**Brief:** Reproduce the lines below, changing every occurrence of "one line per instance" to "one line per match" and leaving everything else untouched.

[Extracted records]
........
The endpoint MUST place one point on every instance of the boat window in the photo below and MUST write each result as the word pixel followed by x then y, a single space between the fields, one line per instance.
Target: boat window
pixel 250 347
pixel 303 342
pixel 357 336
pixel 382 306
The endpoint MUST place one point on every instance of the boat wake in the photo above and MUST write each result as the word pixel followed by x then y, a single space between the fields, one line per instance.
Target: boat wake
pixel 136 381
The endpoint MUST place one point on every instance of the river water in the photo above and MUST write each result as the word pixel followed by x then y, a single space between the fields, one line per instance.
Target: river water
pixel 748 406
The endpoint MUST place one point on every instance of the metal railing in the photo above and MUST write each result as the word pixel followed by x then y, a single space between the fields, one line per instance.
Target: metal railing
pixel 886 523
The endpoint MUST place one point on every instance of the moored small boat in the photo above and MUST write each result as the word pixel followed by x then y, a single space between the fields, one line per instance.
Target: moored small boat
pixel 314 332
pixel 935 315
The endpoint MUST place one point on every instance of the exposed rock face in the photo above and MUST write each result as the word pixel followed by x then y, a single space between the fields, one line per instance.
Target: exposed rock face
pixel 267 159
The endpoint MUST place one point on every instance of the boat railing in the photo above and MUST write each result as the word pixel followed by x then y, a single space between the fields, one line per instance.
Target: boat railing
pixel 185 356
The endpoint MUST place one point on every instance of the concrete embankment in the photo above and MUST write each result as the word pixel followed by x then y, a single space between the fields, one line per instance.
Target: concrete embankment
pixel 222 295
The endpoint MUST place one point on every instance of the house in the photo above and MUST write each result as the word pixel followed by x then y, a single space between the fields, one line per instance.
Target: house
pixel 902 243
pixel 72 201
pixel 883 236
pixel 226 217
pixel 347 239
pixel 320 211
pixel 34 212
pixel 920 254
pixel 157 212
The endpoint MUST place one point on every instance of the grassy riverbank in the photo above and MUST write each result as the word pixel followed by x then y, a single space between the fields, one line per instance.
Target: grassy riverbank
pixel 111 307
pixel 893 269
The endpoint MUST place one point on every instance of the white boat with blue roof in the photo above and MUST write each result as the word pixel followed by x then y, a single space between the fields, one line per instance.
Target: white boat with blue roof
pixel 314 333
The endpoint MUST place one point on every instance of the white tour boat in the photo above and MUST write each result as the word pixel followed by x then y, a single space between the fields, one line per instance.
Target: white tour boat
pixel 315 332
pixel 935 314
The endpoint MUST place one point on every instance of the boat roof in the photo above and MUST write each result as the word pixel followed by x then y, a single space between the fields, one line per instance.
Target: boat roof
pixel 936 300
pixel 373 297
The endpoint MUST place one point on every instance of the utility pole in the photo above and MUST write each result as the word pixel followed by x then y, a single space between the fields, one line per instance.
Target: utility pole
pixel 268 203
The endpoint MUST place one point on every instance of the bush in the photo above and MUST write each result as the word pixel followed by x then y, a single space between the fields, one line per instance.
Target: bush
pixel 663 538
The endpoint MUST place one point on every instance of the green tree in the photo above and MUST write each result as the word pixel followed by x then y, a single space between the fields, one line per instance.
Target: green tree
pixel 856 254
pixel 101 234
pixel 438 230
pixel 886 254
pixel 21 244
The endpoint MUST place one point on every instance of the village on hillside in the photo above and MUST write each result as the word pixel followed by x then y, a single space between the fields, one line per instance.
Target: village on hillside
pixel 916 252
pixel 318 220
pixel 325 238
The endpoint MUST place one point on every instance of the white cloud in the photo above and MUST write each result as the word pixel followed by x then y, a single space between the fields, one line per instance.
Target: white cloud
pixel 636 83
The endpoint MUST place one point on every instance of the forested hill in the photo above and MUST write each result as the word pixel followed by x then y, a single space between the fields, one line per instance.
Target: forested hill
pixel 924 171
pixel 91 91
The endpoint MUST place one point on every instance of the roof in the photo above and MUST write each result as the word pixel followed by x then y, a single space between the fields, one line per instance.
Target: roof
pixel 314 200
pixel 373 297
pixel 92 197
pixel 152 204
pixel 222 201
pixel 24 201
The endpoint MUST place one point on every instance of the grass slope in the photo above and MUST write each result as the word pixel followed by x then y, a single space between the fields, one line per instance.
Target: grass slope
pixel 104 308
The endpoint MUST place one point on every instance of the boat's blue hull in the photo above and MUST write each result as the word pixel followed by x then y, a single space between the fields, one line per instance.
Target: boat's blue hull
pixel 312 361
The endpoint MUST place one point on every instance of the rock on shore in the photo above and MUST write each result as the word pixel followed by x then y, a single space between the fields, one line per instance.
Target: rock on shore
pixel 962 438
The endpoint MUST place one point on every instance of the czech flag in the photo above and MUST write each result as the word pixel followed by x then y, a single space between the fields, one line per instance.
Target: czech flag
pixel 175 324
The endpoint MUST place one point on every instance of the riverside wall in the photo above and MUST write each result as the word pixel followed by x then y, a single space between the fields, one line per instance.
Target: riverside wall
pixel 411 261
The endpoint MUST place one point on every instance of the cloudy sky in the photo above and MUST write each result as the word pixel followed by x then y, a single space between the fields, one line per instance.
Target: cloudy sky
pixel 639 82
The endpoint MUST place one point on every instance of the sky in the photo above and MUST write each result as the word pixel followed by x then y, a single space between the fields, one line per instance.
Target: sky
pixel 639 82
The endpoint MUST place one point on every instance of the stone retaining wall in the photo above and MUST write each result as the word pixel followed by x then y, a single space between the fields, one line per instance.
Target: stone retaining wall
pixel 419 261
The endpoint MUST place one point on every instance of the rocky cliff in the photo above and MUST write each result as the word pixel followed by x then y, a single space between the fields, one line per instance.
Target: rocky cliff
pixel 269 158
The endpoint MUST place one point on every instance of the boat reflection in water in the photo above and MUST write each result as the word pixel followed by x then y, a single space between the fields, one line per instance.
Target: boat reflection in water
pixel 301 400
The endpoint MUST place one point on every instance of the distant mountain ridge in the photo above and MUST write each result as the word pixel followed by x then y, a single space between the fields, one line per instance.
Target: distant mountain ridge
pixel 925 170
........
**The result:**
The endpoint MUST place one point on every instance of the boat window in the photo below and MUST write each result as the word pixel followed by x then y, a single space between the fields, one line per match.
Target: boat window
pixel 250 347
pixel 303 342
pixel 357 336
pixel 382 306
The endpoint MUST place one point on every instance of the boat wake in the photo above and MUST write each result as the word pixel followed by x then y, a single space between the fields, one line per match.
Target: boat wake
pixel 136 381
The endpoint MUST place one point on every instance of the river water in the photo above and MUST write each result as the word pixel followed by x then y, a single space between the fields, one line per match.
Target: river water
pixel 748 406
The endpoint MUST place one point on every instance of the metal railing in the photo above and MUST write each result as the word pixel followed by x then y, a single space between the fields, one line per match.
Target: metal railing
pixel 886 523
The endpoint MUST place one point on every instance of the moored small boat in the photo above and MUST write each result as the word pixel followed by x then y, a single space between the fields, one line per match.
Target: moored small boat
pixel 314 332
pixel 935 315
The endpoint MUST place one point on every instance of the exposed rock face in the photo above and MUST write each result as the word pixel followed by x then y, a single space between the fields, one line per match.
Target: exposed rock face
pixel 267 159
The endpoint MUST place one point on every instance of the boat railing in the photo above and MUST write each result as the word pixel followed by x then y, a single space between the fields, one line per match.
Target: boat railing
pixel 185 356
The endpoint MUST place one point on every instance of the concrete embankment in the photo above and MUST write each result as the word pixel followed by x then y, a single space between the fields, one line per match.
Target: concrete embankment
pixel 222 295
The endpoint MUST place one point on every instance of the house in the photo above and MUST write each result as the word pixel followed by x then y, a single space between the fields, one line per match.
Target: house
pixel 902 243
pixel 72 201
pixel 883 236
pixel 226 217
pixel 347 239
pixel 320 211
pixel 34 212
pixel 920 254
pixel 157 212
The endpoint MUST place one point on every instance of the grassy riverbank in the photo above and MUST write each result as the word pixel followed by x then y, a single space between the fields, one line per match.
Target: grassy riverbank
pixel 111 307
pixel 893 269
The endpoint MUST place one point on every instance of the white boat with blue roof in the photo above and MUST write each result as the word pixel followed by x then y, a single space between the fields, one line per match.
Target: white boat with blue roof
pixel 314 333
The endpoint MUST place one point on every instance of the white tour boat in the photo above and MUST write each result as the word pixel followed by x then y, a single space between the fields, one line per match.
Target: white tour boat
pixel 315 332
pixel 935 314
The endpoint MUST place one point on every instance of the boat roof in the photo above and MUST write each result as the word pixel followed by x then y, a single space between the fields, one line per match.
Target: boat roof
pixel 936 300
pixel 373 297
The endpoint MUST place one point on every instance of the utility pole in the photo above and MUST write each result as the word pixel followed by x then y, a single space between the fields, one line per match.
Target: utility pole
pixel 268 203
The endpoint MUST place one point on every instance of the bush in the photo above and MUST write each result as the word pixel followed by x then y, a single space between the fields, one line per match.
Target: bush
pixel 663 538
The endpoint MUST place one point on every instance of the green tree in the photo above and MUST write each result as the word pixel followed by x then y, a single space between the fields, one line per match.
Target: green tree
pixel 856 254
pixel 101 234
pixel 438 230
pixel 886 254
pixel 21 244
The endpoint MUST place one point on every instance of the village on hillside in the photo above and MUST write each result as the word pixel followed by x then y, a single space between the fields, one line per match.
Target: village on hillside
pixel 916 252
pixel 318 220
pixel 325 238
The endpoint MUST place one point on every instance of the white cloud in the photo above and MUST write each result as the word pixel followed by x then y, a single space between the fields, one line per match.
Target: white cloud
pixel 636 83
The endpoint MUST place one point on every instance of the forested hill in the photo above and MUST write each result as the word pixel followed by x then y, a single space between the fields, one line per match.
Target: forested hill
pixel 924 171
pixel 91 91
The endpoint MUST place one point on every instance of the roof in the photo above and MUST write each result as the word pixel followed by x then y, a single space between the fields, one line per match.
Target: roof
pixel 314 200
pixel 373 297
pixel 92 197
pixel 152 204
pixel 222 201
pixel 24 201
The endpoint MUST place one point on every instance of the grass slope in the photo above and MUST write each result as the word pixel followed by x then y, a single space between the fields, one line per match.
Target: grass slope
pixel 104 308
The endpoint MUST place one point on every instance of the boat's blue hull in the photo above and MUST write each result as the word pixel followed by x then y, a single space between the fields, one line per match.
Target: boat's blue hull
pixel 312 361
The endpoint MUST place one point on every instance of the rock on shore in the photo above and MUST write each result as the word pixel followed by x then y, a single space between the fields, one line per match.
Target: rock on shore
pixel 962 438
The endpoint MUST place one point on every instance of the czech flag in the photo above and MUST write each result as the word pixel followed by x then y, a single space between the fields, one line per match.
Target: czech flag
pixel 175 324
The endpoint MUST place one point on every instance of the riverside wall in the photo above and MUST write each result as the word pixel followed by x then y, a single space between the fields, one line per match.
Target: riverside wall
pixel 411 261
The endpoint MUST place one point on every instance of the cloudy sky in the photo above and MUST write each result as the word pixel followed by x then y, a single space between the fields, one line per match.
Target: cloudy sky
pixel 639 82
The endpoint MUST place one point on every instance of the sky in the photo above and MUST write each result as the word pixel followed by x then y, a single space between the fields, one line per match.
Target: sky
pixel 639 82
The endpoint MUST place one point on every instance of the stone retaining wall in the photo above and MUST write each result as the word pixel followed by x then y, a single space between the fields, one line per match.
Target: stone retaining wall
pixel 419 261
The endpoint MUST place one point on every instance of the rocky cliff in the photo above and MUST write each result as the word pixel followed by x then y, a single space between the fields, one line per match.
Target: rocky cliff
pixel 269 158
The endpoint MUST place one point on every instance of the boat reflection in water in the photo above and MUST write each result as the word pixel followed by x then y, a single space between the fields, one line per match.
Target: boat reflection in water
pixel 301 400
The endpoint MUST place one point on every instance of the distant mountain ridge in the photo above and MUST write each result as the word pixel followed by x then y, a single space between the fields, one line per match.
Target: distant mountain ridge
pixel 925 170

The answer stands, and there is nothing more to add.